Disparità che dividono anche le Regioni commissariate da quelle con i conti in ordine. Il portavoce della Federazione degli Ordini delle Professioni infermieristiche (FNOPI): «La spesa pro capite per tutte le prestazioni sanitarie è più alta nelle Regioni del Nord e non in piano di rientro, più bassa invece nelle Regioni in piano di rientro»
Lotta alle diseguaglianze e valorizzazione del servizio pubblico, che si traducono in eliminazione del superticket e rimodulazione di tutta la normativa vigente. Tonino Aceti, portavoce della Federazione degli Ordini delle Professioni infermieristiche (FNOPI) sposa la causa del ministro della Salute, Roberto Speranza. In un’intervista ai microfoni di Sanità Informazione, il portavoce FNOPI commenta i dati diffusi nei giorni scorsi che dimostrano l’estrema frammentazione dell’applicazione della sovrattassa sui ticket sanitari.
«Già soltanto eliminando il superticket, obiettivo del ministro Speranza, una parte importante delle disuguaglianze che oggi ci sono nell’ambito dei ticket sanitari verrebbe meno», spiega Tonino Aceti dagli uffici della Federazione. «Ma questo non basta, bisogna anche mettere mano a tutto quello che è la normativa che disciplina le esenzioni e le modalità di compartecipazione, perché anche sulla farmaceutica ci sono molte differenze da regione a regione».
----------------------------------------
● Descrizione del compito:
Scrivi il seguito dell'articolo sul superticket e sulle disuguaglianze nei ticket sanitari, ripartendo subito dopo l'ultima frase. L'elenco riportato qui è materiale a sé, distinto dall'articolo.

Elementi del dataset:
----------------------------------------
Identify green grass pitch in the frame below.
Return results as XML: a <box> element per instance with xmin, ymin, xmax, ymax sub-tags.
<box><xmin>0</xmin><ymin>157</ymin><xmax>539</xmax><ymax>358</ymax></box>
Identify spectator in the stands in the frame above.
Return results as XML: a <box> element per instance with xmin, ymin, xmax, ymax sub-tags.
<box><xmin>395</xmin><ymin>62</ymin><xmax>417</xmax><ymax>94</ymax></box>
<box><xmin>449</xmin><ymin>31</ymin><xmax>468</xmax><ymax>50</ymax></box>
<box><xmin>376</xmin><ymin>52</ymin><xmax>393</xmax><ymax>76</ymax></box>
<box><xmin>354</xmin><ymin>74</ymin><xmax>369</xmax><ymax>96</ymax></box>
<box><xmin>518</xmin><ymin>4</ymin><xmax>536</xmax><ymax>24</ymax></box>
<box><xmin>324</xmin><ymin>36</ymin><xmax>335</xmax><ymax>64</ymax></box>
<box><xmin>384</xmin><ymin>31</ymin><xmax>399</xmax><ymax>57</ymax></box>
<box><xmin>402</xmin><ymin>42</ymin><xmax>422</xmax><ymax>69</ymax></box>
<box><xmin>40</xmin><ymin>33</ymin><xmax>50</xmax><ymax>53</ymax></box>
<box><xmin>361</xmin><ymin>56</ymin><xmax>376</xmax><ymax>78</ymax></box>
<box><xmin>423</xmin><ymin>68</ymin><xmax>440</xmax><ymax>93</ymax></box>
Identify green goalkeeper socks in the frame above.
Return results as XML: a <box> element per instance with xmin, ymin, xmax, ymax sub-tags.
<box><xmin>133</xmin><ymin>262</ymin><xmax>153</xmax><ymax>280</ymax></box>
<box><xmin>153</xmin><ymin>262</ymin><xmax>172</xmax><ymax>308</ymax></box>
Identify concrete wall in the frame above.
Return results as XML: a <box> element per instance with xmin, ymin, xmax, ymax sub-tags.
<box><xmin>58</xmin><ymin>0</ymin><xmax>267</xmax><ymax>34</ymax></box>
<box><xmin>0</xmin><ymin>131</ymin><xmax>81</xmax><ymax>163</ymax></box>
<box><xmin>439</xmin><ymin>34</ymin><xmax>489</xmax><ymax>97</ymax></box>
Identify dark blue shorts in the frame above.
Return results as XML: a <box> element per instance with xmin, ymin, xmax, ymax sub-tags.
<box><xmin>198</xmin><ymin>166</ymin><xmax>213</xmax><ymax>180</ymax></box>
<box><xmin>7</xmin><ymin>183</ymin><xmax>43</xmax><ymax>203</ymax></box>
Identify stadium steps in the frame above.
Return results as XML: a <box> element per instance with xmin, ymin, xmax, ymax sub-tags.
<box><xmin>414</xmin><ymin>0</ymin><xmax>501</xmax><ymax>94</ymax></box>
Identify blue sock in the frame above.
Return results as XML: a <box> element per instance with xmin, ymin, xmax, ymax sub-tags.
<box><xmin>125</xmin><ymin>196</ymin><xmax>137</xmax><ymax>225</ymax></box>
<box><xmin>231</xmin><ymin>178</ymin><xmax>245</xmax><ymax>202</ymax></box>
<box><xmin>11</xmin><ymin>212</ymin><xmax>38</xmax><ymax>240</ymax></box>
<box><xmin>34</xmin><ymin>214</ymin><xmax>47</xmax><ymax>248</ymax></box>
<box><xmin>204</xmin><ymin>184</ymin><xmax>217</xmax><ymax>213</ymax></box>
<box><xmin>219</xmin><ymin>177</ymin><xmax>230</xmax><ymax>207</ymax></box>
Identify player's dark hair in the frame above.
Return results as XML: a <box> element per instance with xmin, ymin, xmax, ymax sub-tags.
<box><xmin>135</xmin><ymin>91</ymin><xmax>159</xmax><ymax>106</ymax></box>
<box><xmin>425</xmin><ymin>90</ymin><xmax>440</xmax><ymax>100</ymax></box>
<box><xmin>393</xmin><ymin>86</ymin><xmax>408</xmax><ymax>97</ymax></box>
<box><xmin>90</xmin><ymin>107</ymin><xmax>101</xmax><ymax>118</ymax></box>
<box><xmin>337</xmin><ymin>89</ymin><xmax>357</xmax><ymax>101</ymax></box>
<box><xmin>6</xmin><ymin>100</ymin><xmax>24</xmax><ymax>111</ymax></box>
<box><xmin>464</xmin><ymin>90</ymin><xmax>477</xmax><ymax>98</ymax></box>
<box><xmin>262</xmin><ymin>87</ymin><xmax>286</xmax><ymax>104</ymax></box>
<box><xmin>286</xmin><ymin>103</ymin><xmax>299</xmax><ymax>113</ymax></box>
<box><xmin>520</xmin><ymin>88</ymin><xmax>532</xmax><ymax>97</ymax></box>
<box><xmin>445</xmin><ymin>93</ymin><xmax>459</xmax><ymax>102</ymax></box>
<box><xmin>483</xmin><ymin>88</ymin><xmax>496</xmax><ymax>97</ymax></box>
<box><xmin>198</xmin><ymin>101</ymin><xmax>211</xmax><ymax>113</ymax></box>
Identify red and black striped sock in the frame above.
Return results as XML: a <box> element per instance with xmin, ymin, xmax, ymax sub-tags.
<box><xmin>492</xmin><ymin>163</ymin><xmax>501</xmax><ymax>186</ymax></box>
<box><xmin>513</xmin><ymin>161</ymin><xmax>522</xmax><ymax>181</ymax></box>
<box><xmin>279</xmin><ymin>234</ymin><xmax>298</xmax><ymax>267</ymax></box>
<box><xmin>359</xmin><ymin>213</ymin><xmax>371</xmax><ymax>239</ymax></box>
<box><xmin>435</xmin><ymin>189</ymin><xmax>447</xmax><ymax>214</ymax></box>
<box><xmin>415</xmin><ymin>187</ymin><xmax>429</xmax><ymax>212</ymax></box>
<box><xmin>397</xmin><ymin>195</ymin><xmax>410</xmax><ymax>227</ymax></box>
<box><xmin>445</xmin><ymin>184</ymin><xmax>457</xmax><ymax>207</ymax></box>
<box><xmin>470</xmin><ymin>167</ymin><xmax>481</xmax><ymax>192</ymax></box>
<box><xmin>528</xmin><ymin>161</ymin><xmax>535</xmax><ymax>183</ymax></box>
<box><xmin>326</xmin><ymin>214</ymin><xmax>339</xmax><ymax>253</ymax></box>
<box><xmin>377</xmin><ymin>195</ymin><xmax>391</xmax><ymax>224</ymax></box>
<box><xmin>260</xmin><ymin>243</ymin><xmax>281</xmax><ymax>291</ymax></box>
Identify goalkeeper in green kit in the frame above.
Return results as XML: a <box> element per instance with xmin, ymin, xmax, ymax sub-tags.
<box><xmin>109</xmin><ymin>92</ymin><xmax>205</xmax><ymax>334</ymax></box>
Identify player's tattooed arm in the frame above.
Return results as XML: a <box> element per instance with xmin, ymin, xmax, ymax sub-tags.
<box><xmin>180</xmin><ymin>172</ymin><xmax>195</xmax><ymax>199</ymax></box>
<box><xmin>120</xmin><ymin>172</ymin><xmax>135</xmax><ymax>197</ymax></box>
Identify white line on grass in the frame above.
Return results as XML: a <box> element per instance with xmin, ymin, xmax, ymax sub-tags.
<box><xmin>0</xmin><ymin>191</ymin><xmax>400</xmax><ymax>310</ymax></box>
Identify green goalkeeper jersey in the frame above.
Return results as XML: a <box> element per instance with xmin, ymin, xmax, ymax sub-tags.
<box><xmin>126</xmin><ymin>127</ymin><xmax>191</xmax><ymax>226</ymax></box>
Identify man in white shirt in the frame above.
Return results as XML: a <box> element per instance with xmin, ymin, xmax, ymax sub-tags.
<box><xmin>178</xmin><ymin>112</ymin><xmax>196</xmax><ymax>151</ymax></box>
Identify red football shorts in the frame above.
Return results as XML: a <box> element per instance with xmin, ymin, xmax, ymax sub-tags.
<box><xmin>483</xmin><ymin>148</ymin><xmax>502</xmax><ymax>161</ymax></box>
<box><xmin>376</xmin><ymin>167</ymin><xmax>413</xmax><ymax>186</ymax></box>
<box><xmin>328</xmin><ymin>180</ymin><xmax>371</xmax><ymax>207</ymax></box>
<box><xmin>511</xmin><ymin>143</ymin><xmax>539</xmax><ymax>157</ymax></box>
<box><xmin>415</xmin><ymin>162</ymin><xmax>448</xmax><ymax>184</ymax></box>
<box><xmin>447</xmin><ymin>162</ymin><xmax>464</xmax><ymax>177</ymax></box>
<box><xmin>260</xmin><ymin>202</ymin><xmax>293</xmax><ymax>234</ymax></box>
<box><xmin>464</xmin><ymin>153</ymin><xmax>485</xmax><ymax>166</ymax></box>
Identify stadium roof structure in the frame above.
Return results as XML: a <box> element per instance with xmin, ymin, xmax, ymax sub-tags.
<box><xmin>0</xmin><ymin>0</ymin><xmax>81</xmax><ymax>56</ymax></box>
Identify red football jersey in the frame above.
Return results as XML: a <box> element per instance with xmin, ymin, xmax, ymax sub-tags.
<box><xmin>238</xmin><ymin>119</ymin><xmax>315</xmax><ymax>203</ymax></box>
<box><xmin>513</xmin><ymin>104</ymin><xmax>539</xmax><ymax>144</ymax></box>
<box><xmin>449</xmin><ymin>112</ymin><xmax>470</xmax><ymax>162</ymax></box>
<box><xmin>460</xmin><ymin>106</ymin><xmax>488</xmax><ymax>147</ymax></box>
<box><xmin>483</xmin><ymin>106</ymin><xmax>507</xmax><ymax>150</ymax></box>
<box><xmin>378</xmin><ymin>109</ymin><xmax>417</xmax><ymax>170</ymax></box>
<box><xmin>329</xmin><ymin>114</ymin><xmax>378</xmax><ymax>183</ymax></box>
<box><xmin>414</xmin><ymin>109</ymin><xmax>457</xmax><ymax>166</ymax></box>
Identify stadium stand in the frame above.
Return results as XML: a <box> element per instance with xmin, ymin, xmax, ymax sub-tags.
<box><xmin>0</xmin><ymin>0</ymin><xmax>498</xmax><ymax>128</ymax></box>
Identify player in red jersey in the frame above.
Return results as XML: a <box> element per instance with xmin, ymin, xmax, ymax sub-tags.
----------------------------------------
● Risposta al compito:
L’applicazione della quota fissa sulle prestazioni della specialistica, il cosiddetto superticket sono infatti molto diversificate. L’Emilia Romagna, ad esempio lo ha eliminato a partire dal 1 gennaio 2019 per le fasce di reddito sino a 100 mila euro; nelle Marche non lo si paga per i redditi Isee sotto i 10 mila euro; in Veneto dal 1 gennaio 2020 non lo pagheranno più tutte le persone economicamente vulnerabili, con un reddito inferiore a 29 mila euro annui; in Liguria invece è prevista l’applicazione secca dei 10 euro; nessuna quota fissa da pagare in Sardegna, Basilicata, P.A. Bolzano.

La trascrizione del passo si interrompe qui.